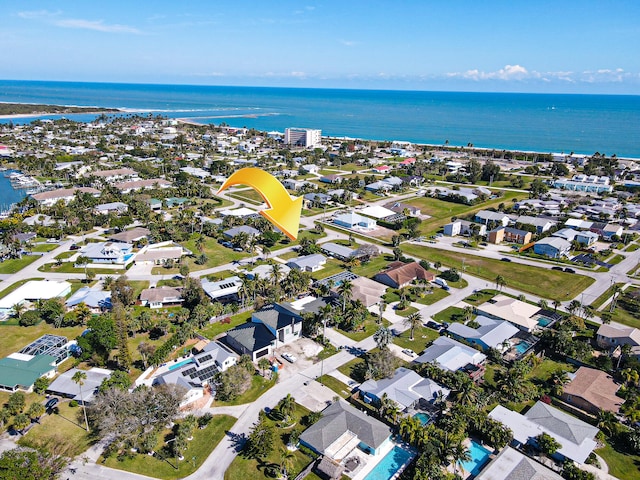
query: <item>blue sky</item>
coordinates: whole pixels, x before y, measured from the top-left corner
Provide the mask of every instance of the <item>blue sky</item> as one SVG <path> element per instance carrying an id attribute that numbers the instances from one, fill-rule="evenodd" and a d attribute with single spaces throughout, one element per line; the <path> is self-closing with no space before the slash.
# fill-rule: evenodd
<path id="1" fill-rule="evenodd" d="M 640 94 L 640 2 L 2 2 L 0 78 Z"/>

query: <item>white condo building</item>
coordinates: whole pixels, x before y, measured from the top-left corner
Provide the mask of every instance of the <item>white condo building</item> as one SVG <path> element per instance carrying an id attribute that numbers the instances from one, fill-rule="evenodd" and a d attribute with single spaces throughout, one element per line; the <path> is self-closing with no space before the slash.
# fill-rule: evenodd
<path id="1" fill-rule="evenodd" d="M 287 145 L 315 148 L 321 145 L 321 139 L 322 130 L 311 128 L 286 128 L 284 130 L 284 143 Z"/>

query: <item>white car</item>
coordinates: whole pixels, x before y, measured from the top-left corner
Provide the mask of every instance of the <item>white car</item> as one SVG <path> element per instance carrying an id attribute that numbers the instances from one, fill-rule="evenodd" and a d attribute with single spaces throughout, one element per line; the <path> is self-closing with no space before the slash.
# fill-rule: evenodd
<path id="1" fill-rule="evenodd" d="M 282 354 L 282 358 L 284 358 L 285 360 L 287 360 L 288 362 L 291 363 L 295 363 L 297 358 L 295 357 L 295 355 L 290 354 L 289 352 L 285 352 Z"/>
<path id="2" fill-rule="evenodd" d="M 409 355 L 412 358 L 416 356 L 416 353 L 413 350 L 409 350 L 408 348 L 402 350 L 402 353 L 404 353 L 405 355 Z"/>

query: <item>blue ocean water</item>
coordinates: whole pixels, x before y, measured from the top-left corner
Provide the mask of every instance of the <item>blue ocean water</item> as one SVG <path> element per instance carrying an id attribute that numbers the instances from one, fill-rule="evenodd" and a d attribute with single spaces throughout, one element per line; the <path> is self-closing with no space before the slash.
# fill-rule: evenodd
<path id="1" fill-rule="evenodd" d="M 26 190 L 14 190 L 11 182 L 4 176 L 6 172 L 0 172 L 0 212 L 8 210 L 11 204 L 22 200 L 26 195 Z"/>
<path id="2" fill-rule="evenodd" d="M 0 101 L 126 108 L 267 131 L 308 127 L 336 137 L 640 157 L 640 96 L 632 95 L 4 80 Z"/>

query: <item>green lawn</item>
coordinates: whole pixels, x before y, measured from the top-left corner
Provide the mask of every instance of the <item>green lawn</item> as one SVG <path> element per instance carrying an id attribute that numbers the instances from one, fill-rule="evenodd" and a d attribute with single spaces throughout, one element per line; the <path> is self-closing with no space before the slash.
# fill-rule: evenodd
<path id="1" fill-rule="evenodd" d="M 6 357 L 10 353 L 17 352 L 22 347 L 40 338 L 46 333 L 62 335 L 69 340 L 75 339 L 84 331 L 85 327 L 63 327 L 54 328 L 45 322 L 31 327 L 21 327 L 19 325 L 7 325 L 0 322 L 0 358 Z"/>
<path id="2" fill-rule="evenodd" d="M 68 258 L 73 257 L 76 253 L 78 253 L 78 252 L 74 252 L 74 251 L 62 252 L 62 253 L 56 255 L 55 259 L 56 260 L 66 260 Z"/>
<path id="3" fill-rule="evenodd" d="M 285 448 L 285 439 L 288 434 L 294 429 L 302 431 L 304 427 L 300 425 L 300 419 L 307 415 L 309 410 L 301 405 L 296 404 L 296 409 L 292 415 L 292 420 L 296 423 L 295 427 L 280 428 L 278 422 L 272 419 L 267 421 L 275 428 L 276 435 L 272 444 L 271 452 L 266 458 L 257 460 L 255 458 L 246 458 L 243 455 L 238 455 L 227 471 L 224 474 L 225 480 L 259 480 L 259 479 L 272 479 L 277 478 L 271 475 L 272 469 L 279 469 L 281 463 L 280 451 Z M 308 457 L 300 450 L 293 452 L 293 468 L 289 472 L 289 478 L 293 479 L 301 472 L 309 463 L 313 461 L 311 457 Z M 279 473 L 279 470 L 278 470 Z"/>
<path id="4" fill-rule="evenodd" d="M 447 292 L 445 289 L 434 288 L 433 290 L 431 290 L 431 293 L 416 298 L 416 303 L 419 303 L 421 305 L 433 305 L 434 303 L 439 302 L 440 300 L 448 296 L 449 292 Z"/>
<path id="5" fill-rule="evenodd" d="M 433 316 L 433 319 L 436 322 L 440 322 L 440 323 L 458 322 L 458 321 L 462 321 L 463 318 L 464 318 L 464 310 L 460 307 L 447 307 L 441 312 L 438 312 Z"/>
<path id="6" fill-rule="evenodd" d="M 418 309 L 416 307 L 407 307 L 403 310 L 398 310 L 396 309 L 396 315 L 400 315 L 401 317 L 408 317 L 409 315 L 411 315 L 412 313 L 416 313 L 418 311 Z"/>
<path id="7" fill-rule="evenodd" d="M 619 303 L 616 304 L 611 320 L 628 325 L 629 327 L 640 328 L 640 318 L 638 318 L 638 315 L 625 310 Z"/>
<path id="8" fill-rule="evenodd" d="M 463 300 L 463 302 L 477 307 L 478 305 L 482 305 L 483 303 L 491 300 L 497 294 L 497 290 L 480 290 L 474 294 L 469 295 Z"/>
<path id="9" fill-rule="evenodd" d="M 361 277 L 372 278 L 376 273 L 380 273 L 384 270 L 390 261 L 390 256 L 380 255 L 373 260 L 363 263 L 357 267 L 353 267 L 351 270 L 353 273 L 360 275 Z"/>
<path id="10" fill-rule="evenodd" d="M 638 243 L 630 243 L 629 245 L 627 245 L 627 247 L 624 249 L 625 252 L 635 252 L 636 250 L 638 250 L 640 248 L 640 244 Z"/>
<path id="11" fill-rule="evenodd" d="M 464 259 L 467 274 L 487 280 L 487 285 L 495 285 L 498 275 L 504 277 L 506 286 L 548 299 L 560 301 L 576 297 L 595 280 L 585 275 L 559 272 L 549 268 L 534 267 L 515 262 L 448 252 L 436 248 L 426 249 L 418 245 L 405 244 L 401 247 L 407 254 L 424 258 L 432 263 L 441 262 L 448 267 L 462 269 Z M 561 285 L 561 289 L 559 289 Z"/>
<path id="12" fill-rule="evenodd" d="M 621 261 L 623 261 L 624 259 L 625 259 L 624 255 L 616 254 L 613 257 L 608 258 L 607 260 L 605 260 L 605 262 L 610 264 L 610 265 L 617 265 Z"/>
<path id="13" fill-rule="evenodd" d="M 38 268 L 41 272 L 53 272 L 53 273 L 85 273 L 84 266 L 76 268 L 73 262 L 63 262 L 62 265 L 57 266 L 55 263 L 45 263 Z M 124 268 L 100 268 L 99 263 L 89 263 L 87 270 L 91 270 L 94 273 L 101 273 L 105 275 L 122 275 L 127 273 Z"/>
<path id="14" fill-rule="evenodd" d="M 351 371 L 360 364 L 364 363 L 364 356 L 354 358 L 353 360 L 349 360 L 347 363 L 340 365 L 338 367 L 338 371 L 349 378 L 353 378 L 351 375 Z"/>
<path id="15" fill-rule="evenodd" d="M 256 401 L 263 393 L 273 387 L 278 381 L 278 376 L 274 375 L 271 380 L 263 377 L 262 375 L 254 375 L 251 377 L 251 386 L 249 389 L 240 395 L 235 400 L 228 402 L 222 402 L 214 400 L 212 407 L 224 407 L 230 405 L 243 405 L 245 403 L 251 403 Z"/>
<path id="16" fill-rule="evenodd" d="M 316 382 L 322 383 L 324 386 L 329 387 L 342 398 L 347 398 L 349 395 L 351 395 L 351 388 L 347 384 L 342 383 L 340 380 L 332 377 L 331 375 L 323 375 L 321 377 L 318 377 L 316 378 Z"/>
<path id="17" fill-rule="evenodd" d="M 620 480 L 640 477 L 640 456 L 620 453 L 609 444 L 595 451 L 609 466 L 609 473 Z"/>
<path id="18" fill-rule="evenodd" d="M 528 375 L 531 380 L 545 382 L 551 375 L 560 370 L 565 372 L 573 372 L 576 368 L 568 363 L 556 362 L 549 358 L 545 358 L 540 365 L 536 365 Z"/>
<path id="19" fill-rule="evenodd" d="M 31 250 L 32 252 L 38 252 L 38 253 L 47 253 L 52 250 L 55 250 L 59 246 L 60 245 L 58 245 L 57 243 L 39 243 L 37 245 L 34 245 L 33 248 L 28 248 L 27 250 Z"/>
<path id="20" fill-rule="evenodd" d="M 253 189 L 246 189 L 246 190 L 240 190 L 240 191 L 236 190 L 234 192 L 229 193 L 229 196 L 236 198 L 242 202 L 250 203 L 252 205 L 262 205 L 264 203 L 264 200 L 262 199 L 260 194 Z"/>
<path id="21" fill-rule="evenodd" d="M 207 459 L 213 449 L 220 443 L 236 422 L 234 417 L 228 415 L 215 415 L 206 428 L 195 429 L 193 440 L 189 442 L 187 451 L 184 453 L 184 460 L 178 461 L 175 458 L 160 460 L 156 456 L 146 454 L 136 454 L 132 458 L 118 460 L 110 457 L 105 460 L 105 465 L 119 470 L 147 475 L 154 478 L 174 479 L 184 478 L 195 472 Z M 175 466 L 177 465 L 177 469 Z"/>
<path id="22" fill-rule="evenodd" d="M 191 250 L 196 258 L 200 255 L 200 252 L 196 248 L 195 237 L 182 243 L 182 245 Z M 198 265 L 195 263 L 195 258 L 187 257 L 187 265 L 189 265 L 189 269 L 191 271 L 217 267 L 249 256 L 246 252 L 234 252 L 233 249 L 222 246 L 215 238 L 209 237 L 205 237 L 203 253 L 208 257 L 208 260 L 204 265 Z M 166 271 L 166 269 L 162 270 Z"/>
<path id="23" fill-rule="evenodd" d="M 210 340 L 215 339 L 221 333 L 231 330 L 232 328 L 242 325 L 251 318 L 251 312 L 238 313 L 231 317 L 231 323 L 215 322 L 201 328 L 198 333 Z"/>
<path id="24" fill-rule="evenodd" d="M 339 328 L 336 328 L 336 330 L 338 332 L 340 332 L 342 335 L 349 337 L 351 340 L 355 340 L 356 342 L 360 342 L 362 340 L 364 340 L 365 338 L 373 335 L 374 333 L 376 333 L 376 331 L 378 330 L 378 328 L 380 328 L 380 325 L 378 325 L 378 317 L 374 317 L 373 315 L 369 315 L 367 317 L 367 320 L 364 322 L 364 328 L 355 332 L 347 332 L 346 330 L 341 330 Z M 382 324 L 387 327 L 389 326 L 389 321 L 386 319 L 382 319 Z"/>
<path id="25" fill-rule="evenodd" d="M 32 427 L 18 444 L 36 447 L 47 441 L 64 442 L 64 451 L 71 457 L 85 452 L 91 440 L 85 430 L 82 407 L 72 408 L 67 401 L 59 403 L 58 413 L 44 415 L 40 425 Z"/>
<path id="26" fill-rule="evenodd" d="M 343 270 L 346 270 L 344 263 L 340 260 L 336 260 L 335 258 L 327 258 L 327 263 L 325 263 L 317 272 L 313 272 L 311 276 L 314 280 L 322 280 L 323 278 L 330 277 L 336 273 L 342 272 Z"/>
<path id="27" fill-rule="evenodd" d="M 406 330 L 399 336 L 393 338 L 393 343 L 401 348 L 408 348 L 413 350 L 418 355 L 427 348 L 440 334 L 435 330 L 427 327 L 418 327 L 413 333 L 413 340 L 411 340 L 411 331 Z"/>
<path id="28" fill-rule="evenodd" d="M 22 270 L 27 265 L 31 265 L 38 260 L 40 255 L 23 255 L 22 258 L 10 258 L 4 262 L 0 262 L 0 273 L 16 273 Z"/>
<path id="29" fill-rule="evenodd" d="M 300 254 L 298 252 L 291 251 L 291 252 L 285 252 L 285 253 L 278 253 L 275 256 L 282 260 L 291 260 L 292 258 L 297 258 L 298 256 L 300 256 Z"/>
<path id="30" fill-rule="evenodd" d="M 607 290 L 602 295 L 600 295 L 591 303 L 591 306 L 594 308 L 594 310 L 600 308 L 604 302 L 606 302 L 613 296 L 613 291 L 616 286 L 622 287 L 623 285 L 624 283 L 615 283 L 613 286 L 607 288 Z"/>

_THE TASK:_
Tally the lines of the material that include "white". Only the total should be given.

_EXERCISE ANSWER:_
4